§ **EXERCISE**
Only the lines from the one containing "antenna in the photo above." through the end of the entries should be returned, exactly as they are, with the pictures omitted.

::: RECORDS PROVIDED

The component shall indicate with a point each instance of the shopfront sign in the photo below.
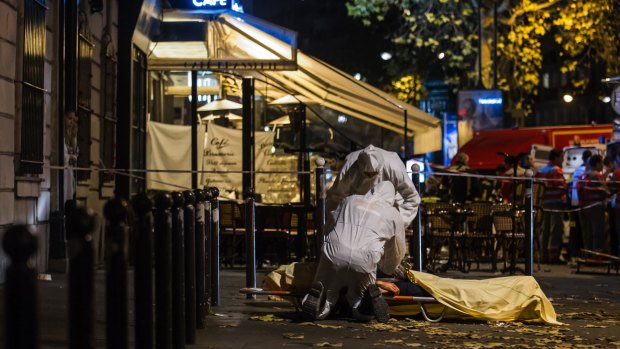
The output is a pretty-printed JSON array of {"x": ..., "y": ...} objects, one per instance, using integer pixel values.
[{"x": 208, "y": 5}]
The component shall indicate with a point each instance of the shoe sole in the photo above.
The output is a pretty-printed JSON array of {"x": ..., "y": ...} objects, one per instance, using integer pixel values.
[
  {"x": 379, "y": 305},
  {"x": 312, "y": 306}
]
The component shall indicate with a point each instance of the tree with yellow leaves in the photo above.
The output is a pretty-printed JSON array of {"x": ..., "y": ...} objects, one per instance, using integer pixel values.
[{"x": 424, "y": 31}]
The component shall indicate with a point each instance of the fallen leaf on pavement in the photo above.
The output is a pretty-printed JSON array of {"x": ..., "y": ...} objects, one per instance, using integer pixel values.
[
  {"x": 268, "y": 318},
  {"x": 290, "y": 335},
  {"x": 327, "y": 344}
]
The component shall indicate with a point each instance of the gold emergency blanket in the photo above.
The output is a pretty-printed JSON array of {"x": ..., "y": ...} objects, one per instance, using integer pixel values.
[{"x": 511, "y": 298}]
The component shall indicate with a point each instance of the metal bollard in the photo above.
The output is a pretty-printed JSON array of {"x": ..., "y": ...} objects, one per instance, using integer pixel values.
[
  {"x": 319, "y": 218},
  {"x": 163, "y": 271},
  {"x": 21, "y": 324},
  {"x": 529, "y": 224},
  {"x": 215, "y": 246},
  {"x": 116, "y": 212},
  {"x": 190, "y": 267},
  {"x": 250, "y": 243},
  {"x": 178, "y": 271},
  {"x": 143, "y": 272},
  {"x": 81, "y": 254},
  {"x": 201, "y": 297},
  {"x": 415, "y": 245},
  {"x": 208, "y": 257}
]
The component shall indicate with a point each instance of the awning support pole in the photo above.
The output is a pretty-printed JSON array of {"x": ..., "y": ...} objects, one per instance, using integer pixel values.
[
  {"x": 194, "y": 129},
  {"x": 405, "y": 137}
]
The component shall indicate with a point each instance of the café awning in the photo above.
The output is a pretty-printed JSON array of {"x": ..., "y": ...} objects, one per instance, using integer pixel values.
[{"x": 233, "y": 40}]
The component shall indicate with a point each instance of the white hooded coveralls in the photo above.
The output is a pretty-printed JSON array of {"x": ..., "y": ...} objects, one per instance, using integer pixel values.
[
  {"x": 388, "y": 166},
  {"x": 368, "y": 232}
]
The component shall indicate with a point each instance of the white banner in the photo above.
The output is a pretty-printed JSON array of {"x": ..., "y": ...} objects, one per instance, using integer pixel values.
[
  {"x": 223, "y": 153},
  {"x": 169, "y": 147},
  {"x": 274, "y": 187}
]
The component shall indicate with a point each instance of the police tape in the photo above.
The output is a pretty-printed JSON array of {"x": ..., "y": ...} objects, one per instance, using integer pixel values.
[
  {"x": 570, "y": 210},
  {"x": 510, "y": 178}
]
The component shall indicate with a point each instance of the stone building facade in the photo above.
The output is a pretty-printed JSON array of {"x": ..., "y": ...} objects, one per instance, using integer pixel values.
[{"x": 56, "y": 57}]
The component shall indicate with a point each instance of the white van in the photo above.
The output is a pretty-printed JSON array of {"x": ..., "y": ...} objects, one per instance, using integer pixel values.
[{"x": 572, "y": 157}]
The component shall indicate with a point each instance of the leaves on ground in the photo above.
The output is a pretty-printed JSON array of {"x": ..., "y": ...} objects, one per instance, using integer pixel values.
[
  {"x": 327, "y": 344},
  {"x": 267, "y": 318},
  {"x": 290, "y": 335}
]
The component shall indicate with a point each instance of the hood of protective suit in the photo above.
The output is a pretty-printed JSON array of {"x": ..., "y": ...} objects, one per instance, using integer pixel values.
[
  {"x": 370, "y": 161},
  {"x": 382, "y": 191}
]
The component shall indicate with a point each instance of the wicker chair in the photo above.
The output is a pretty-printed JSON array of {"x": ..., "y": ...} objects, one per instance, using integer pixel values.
[
  {"x": 437, "y": 230},
  {"x": 478, "y": 242}
]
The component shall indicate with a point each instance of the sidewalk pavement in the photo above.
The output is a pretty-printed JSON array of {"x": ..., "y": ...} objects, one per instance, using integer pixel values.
[{"x": 588, "y": 303}]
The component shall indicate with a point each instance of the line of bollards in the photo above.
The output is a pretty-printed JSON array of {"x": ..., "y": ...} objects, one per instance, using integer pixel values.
[{"x": 176, "y": 239}]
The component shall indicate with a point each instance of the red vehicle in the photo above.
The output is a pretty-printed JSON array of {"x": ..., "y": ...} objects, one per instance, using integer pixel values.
[{"x": 483, "y": 147}]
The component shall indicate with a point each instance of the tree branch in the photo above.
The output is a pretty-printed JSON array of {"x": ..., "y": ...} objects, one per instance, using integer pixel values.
[{"x": 511, "y": 21}]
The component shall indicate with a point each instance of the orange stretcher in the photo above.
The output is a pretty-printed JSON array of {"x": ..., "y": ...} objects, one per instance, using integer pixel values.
[{"x": 391, "y": 300}]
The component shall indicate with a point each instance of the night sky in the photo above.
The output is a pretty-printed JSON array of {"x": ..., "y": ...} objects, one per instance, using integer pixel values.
[{"x": 326, "y": 32}]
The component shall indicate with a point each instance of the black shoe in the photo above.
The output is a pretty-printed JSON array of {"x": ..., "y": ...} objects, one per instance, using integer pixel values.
[
  {"x": 314, "y": 301},
  {"x": 379, "y": 305}
]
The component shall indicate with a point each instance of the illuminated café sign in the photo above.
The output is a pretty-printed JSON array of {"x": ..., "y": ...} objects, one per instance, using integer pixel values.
[
  {"x": 212, "y": 4},
  {"x": 222, "y": 64},
  {"x": 208, "y": 5}
]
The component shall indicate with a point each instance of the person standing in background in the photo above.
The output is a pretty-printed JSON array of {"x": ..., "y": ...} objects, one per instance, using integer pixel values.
[
  {"x": 71, "y": 152},
  {"x": 614, "y": 186},
  {"x": 592, "y": 197},
  {"x": 575, "y": 239},
  {"x": 553, "y": 201}
]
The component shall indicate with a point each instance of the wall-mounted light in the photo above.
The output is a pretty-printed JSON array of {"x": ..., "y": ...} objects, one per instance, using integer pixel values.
[
  {"x": 96, "y": 6},
  {"x": 386, "y": 56}
]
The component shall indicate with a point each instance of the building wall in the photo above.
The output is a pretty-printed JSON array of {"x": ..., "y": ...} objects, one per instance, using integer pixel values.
[
  {"x": 30, "y": 200},
  {"x": 8, "y": 46}
]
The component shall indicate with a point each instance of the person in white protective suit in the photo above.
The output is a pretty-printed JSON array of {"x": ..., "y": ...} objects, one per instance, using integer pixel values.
[
  {"x": 368, "y": 231},
  {"x": 365, "y": 168}
]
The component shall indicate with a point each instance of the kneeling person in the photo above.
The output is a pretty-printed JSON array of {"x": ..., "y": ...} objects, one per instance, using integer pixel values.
[{"x": 369, "y": 231}]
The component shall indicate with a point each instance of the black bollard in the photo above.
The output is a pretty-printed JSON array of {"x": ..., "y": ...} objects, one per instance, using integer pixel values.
[
  {"x": 143, "y": 272},
  {"x": 319, "y": 218},
  {"x": 178, "y": 271},
  {"x": 116, "y": 212},
  {"x": 190, "y": 267},
  {"x": 81, "y": 254},
  {"x": 529, "y": 225},
  {"x": 415, "y": 246},
  {"x": 201, "y": 297},
  {"x": 250, "y": 243},
  {"x": 163, "y": 271},
  {"x": 21, "y": 324},
  {"x": 208, "y": 257},
  {"x": 215, "y": 246}
]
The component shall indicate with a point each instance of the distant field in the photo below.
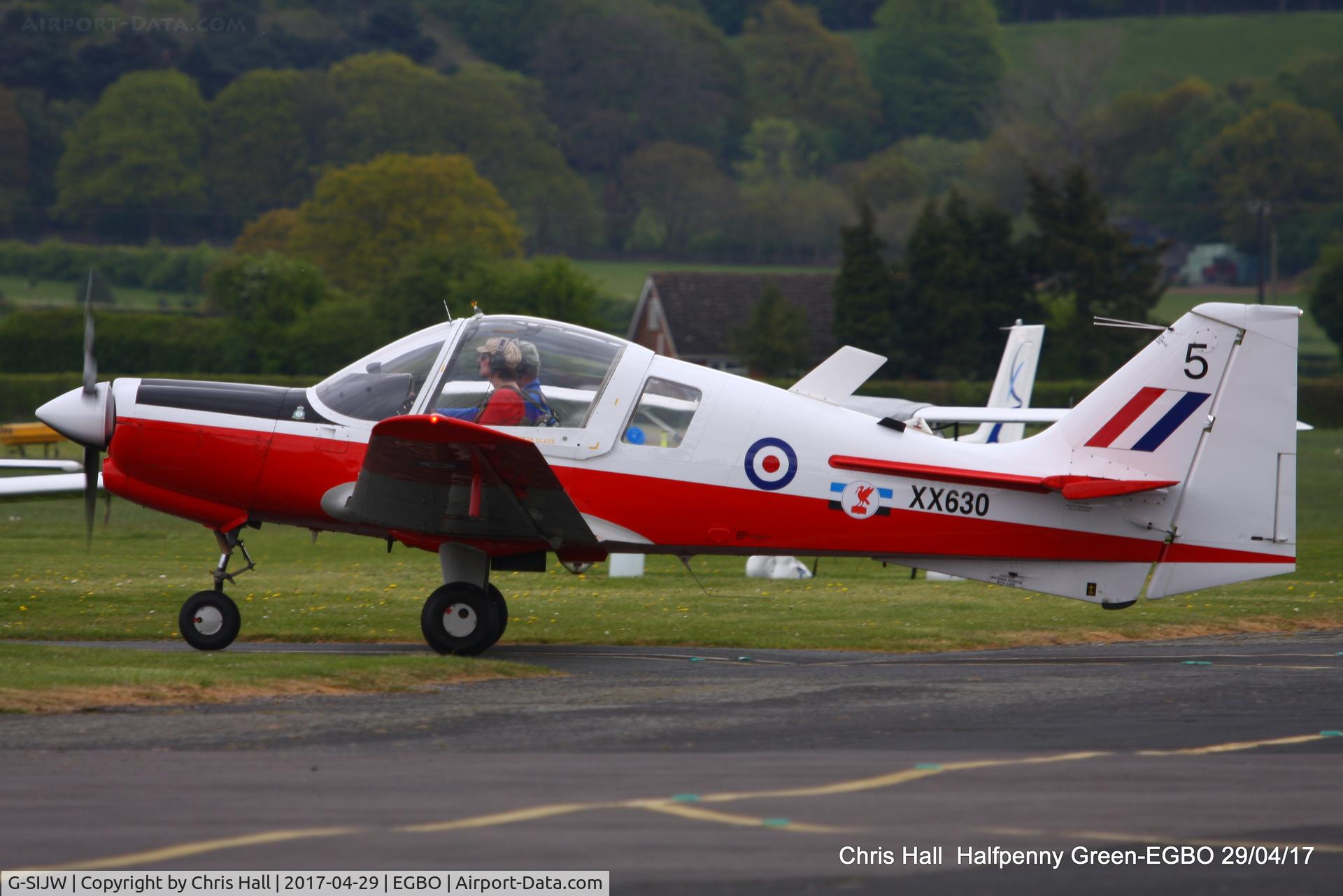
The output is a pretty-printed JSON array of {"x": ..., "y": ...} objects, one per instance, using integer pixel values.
[
  {"x": 1159, "y": 51},
  {"x": 46, "y": 293},
  {"x": 625, "y": 280}
]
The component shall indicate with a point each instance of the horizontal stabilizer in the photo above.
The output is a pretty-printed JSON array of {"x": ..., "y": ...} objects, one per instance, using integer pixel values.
[
  {"x": 839, "y": 375},
  {"x": 1074, "y": 488}
]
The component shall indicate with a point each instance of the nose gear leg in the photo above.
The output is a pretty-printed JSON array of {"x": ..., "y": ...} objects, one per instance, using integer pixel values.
[
  {"x": 227, "y": 543},
  {"x": 210, "y": 620}
]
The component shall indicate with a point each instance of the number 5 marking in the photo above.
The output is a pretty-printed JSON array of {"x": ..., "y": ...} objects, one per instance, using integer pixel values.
[{"x": 1191, "y": 357}]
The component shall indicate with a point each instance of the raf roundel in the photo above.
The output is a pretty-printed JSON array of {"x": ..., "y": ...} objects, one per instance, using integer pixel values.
[{"x": 772, "y": 464}]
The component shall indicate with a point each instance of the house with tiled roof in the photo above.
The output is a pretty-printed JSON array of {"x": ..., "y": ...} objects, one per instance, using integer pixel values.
[{"x": 696, "y": 316}]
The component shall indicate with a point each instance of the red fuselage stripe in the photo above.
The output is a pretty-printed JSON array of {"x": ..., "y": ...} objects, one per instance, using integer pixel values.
[{"x": 941, "y": 473}]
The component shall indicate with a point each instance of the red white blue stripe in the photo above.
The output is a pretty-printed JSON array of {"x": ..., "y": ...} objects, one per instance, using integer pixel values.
[{"x": 1147, "y": 420}]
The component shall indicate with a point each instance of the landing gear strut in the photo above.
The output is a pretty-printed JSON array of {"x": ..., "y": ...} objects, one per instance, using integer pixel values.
[
  {"x": 468, "y": 614},
  {"x": 210, "y": 620}
]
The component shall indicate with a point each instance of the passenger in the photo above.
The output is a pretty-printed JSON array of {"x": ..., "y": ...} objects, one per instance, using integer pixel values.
[{"x": 527, "y": 385}]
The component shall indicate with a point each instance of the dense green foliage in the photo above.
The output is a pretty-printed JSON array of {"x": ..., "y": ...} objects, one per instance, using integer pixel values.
[
  {"x": 153, "y": 266},
  {"x": 1327, "y": 292},
  {"x": 774, "y": 341},
  {"x": 1087, "y": 268},
  {"x": 685, "y": 129}
]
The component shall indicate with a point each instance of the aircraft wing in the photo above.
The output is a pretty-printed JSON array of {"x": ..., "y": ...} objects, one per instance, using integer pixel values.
[
  {"x": 438, "y": 476},
  {"x": 65, "y": 467},
  {"x": 14, "y": 488}
]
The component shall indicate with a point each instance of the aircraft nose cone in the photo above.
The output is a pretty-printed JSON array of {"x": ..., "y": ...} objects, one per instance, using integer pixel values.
[{"x": 86, "y": 420}]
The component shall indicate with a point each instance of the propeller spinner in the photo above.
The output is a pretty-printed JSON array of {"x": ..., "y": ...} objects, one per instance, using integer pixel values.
[{"x": 85, "y": 415}]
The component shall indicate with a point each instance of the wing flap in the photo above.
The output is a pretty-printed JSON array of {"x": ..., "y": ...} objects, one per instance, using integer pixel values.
[
  {"x": 439, "y": 476},
  {"x": 1074, "y": 488}
]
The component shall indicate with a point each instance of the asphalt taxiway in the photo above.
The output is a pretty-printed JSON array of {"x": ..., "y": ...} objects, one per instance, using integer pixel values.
[{"x": 732, "y": 771}]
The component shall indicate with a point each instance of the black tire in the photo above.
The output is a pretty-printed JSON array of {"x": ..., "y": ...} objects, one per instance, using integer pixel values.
[
  {"x": 210, "y": 621},
  {"x": 461, "y": 620},
  {"x": 502, "y": 605}
]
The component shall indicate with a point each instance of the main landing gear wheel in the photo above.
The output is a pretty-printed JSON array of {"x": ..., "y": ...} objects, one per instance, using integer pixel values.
[
  {"x": 210, "y": 621},
  {"x": 462, "y": 618}
]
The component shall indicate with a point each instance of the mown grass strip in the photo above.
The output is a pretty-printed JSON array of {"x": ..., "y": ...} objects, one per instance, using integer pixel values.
[{"x": 58, "y": 678}]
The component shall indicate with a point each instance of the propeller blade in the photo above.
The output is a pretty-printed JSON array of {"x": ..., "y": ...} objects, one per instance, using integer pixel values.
[
  {"x": 90, "y": 490},
  {"x": 90, "y": 364}
]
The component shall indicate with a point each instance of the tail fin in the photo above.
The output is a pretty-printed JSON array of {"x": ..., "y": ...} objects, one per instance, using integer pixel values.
[
  {"x": 1013, "y": 385},
  {"x": 1211, "y": 405}
]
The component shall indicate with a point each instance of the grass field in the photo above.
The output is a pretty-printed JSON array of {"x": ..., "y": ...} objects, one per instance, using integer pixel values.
[
  {"x": 132, "y": 582},
  {"x": 46, "y": 293},
  {"x": 1160, "y": 51},
  {"x": 1156, "y": 52}
]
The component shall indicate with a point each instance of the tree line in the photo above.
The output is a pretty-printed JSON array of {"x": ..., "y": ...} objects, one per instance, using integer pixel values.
[{"x": 642, "y": 127}]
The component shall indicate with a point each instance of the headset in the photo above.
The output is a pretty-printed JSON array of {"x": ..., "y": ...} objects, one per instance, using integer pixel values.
[{"x": 497, "y": 357}]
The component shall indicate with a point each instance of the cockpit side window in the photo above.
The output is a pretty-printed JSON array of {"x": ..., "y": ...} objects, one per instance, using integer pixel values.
[
  {"x": 662, "y": 415},
  {"x": 554, "y": 374},
  {"x": 382, "y": 387}
]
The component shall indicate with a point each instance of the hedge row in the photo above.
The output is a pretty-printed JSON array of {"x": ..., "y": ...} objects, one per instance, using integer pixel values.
[{"x": 160, "y": 268}]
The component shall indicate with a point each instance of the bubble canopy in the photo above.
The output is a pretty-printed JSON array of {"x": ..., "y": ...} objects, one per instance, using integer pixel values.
[{"x": 575, "y": 364}]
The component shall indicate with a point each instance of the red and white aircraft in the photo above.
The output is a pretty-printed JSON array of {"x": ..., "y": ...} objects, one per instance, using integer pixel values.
[{"x": 1181, "y": 467}]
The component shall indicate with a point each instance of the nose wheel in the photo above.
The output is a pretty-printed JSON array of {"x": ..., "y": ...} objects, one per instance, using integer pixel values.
[
  {"x": 464, "y": 620},
  {"x": 210, "y": 621}
]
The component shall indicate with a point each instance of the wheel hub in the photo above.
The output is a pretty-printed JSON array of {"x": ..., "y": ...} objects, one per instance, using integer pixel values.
[
  {"x": 208, "y": 621},
  {"x": 460, "y": 620}
]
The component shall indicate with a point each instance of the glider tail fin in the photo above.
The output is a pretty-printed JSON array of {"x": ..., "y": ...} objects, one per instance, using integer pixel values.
[
  {"x": 1210, "y": 405},
  {"x": 1014, "y": 383}
]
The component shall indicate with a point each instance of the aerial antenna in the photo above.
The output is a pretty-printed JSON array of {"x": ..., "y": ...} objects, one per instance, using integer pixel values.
[
  {"x": 1114, "y": 321},
  {"x": 685, "y": 562}
]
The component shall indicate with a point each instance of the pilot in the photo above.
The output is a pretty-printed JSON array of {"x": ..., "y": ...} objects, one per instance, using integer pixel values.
[
  {"x": 499, "y": 359},
  {"x": 528, "y": 383}
]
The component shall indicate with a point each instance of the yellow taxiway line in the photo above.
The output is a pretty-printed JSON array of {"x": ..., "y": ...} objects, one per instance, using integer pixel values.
[{"x": 690, "y": 808}]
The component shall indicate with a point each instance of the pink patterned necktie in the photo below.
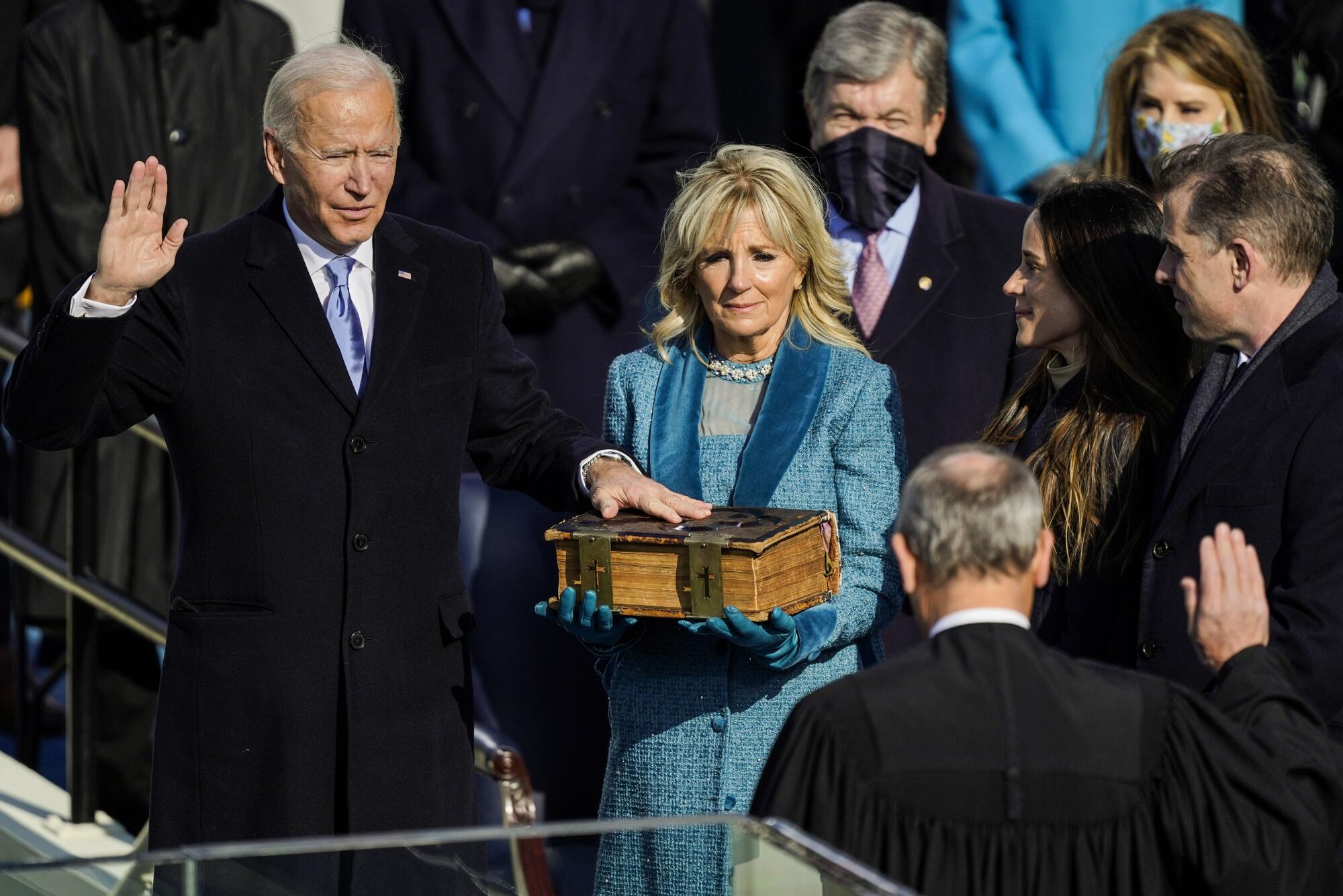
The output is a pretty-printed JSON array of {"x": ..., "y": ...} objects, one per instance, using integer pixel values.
[{"x": 870, "y": 286}]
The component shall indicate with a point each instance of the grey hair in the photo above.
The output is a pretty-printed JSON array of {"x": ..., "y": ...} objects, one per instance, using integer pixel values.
[
  {"x": 343, "y": 66},
  {"x": 972, "y": 518},
  {"x": 867, "y": 42}
]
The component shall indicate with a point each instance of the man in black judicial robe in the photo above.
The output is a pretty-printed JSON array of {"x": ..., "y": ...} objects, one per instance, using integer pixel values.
[
  {"x": 985, "y": 764},
  {"x": 316, "y": 673}
]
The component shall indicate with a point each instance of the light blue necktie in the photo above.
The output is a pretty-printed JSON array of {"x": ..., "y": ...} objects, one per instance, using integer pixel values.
[{"x": 344, "y": 319}]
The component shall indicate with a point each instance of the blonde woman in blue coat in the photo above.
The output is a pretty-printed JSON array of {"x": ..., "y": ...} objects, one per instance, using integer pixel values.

::::::

§ **EXPECTED ANSWER**
The component shall indicate with a point each instance of the aerial antenna in the photo above.
The output is a pretty-printed JSON array of {"x": ..., "y": ...} objects, one per instance, using integer pixel values.
[
  {"x": 1114, "y": 321},
  {"x": 685, "y": 562}
]
The component shall indicate with a point each instance of the pilot in the photo above.
The output is a pretty-printed JSON array of {"x": ..., "y": ...} objects, one per instance, using integer pixel values.
[
  {"x": 499, "y": 359},
  {"x": 528, "y": 383}
]
The component shall indicate with a point each instance of the yellow taxiway line in the photo above.
The output is a pretty-printed JSON array of {"x": ..., "y": ...} objects, one per instance, using integer pixel values.
[{"x": 690, "y": 808}]
The component shall indicate with a point each instance of the pink patterned necktie in the photo below.
The output is a pretty-printed JSON array of {"x": ..., "y": ...} objects, one per instance, using integer pixel values.
[{"x": 870, "y": 286}]
The component shall indicate with a point each instance of the grey hair in the photo above.
The output is a pretty-printed JSON array of {"x": ..., "y": ...} objects, one per instance, using integer pixel values.
[
  {"x": 343, "y": 66},
  {"x": 972, "y": 518},
  {"x": 867, "y": 42}
]
The component shall indicate with a point each instance of the man in black judicial robe in the photo above.
The output is a pretty-printed JSON array of {"x": ..., "y": ...} objects, one per instance, using integer pixel values.
[
  {"x": 985, "y": 764},
  {"x": 316, "y": 673}
]
The component shall indicate with a point each instance of the light blue necktie in the photo above.
The output is a pretty-printed JSON array of {"x": ..., "y": ...} objects, one per instance, using integer pixel values.
[{"x": 344, "y": 319}]
The component shall indicate with a point each instance of the blonde woman in blue coat in the photo above.
The output is a pretty-printed JSON array of {"x": ..., "y": ...} objects, one per instance, using integer pixel values.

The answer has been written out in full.